(Point-per-instance localization data)
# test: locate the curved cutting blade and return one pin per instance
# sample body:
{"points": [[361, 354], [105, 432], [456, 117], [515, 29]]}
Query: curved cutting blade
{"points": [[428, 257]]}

## Task goal
Word for word, give back the data shown above.

## Result for this task
# test: locate the curved cutting blade and return one pin per instance
# sample body:
{"points": [[361, 354], [105, 432], [456, 117], [515, 29]]}
Query: curved cutting blade
{"points": [[428, 257]]}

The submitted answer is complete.